§ **Aim 1**:
Answer these questions using the review of The New Wave below.
(a) According to the review, who is credited as the co-writer of The New Wave?
(b) What flaw does the review note in Ty Templeton's otherwise sharp inks?
(c) In which two titles had a preview of the series already been printed?
§ **Aim 2**: Carry on the review of The New Wave comics, picking up right after its final sentence.

— start Passage given —

1986: The New Wave

The New Wave (1986) #1-13, The New Wave vs. the Volunteers (1987) #1-2 by Mindy Newell, Sean Deming, Lee Weeks, Ty Templeton, Ron Courtney, cat ⊕ yronwode, Mark Gruenwald, Don Thompson, Maggie Thompson, et al.

Here’s the thing: When writing about not-particularly good thirty year old comics, the entire project can get to seem a bit deranged. Who cares whether somebody once published some comics that weren’t very good? Raking the comics over the coal just seems petty, right?

Be nice, you know?

But on the other hand, bad comics can be interesting to talk about, too.

It’s clear that The New Wave is no labour of love for anybody involved. It seems like a book generated by somebody who thought that having a super-hero team would bring in the moolah, so you have this rather long list of creators of no great notability, and the editor is credited as the co-writer. But, hey, Ty Templeton? So at least the inking will be super sharp.

There’s an incredible amount of drama in the first few issues. There’s torrents of speech bubbles, all filled with pointless and unfunny quarreling.

This is the basic mode of the book: People stand around shouting at each other while not much of possible interest to anybody is achieved.

But Templeton’s inks are, indeed, pretty sharp. Even if the facial features morph and change from panel to panel.

Deming reminds us that a preview of the series had already been printed in Miracleman and The New DNAgents. It was even worse than the book proper is.

— end Passage given —
— start Entries shown —

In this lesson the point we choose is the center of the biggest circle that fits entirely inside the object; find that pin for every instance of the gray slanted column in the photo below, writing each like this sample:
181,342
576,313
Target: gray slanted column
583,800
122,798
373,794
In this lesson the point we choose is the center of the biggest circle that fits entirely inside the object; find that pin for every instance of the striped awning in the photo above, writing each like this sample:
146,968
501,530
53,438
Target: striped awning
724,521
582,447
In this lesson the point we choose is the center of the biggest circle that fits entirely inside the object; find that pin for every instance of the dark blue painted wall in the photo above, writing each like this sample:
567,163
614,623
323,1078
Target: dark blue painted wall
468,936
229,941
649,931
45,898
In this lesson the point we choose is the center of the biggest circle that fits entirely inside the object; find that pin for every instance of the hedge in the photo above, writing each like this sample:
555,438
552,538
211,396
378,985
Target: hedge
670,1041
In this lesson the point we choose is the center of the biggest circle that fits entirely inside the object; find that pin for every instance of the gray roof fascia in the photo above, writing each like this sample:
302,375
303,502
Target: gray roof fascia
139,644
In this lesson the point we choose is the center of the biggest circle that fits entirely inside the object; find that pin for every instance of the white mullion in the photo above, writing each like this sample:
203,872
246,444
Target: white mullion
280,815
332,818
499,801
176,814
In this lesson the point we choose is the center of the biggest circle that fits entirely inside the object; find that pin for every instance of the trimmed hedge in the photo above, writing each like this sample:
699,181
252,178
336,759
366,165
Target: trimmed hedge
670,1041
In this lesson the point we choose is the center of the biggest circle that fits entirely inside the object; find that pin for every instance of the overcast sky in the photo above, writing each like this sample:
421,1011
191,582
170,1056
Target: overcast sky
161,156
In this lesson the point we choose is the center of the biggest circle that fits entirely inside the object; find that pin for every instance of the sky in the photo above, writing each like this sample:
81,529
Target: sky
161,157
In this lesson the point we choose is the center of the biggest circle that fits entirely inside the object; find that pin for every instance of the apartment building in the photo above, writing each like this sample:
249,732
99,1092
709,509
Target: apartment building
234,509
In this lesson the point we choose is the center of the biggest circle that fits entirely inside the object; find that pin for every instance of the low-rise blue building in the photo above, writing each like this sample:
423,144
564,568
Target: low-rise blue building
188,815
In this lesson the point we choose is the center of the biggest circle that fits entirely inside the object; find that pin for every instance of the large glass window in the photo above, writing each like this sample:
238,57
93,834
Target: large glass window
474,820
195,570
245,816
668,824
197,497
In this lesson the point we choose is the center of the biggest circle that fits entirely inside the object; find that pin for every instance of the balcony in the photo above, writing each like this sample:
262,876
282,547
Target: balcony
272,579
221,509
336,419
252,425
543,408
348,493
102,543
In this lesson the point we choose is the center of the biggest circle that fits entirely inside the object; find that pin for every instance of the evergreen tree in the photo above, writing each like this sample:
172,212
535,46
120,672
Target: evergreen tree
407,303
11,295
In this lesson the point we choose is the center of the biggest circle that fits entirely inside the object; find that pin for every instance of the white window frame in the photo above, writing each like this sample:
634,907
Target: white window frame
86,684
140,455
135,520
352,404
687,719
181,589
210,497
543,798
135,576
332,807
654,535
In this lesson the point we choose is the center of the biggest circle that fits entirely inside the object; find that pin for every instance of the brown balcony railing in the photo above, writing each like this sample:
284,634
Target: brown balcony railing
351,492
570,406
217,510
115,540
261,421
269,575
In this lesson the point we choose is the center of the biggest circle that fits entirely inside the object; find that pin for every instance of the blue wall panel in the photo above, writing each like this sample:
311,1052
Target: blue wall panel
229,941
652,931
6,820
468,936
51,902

— end Entries shown —

§ **Right answer 1**:
(a) The editor is credited as the co-writer.
(b) The facial features morph and change from panel to panel.
(c) Miracleman and The New DNAgents.

§ **Right answer 2**:
And Deming is pushing the idea that there’ll be an “Eclipse Universe” with crossovers and fun, but I think that perhaps The New Wave was mostly left out.

That’s… a weird face.

But what I wanted to mention here is how the speech balloons are placed. It’s really consistent; you always read from the top to the bottom. In this panel that works quite well, because the first balloon is to the right, so you can ping-pong back and forth and get the dialogue. But in too many panels, the leading utterance is the balloon to the left, so you have to use a ruler to determine which balloon is slightly higher than the other to get the right sequence, and it’s totally annoying.

In addition, it’s often just unclear what they’re doing. Did you get that what she did was opening the door at the first reading?

The ping-pong balloons are also problematic in wide panels. Here the reading order is the guy’s first utterance, and then you’re supposed to move your eyes to the very right-hand-side and read hers, and then return to the middle. It’s not well done.

Oh, those facial features again…

WHAT ARE THEY ON ABOUT

Newell used a few swear words in the first issue, which upset a reader.

Newell promised never to use certain words, and then lists them.

O… K?

Sam Parsons takes over as the colourist after a few issues, and he does a pretty good job. Sometimes he goes completely wild and fills in the backgrounds the artists didn’t bother with.

Deming announces that The New Wave will stop its bi-weekly 50c incarnation and instead become a regular 32 page monthly comic.

But apparently this happened rather abruptly, because the next couple of issues have two 13 page chapters instead of a continuous story.

Story-wise, this panel sums up my reaction: I have no idea why anything in the book happened. Newell was perhaps trying to set up plot points for years to come, because there was so much weird unexplained stuff happening. Or perhaps it’s just bad storytelling.

Chuck Dixon stops by and contributes a story about The Heap that doesn’t have anything to do with anything, drawn by Karl Waller/Sam Trapani, so perhaps there were scheduling problems, too?

And then Ty Templeton leaves, which means the only remotely interesting thing about the series is gone.

And plot twist: The girls at the school his fifteen year old daughter is going to are smocking crack in the bathrooms. Sure!

And then we’re promised something fantastic next issue! I think!

*gasp* It cannot be so!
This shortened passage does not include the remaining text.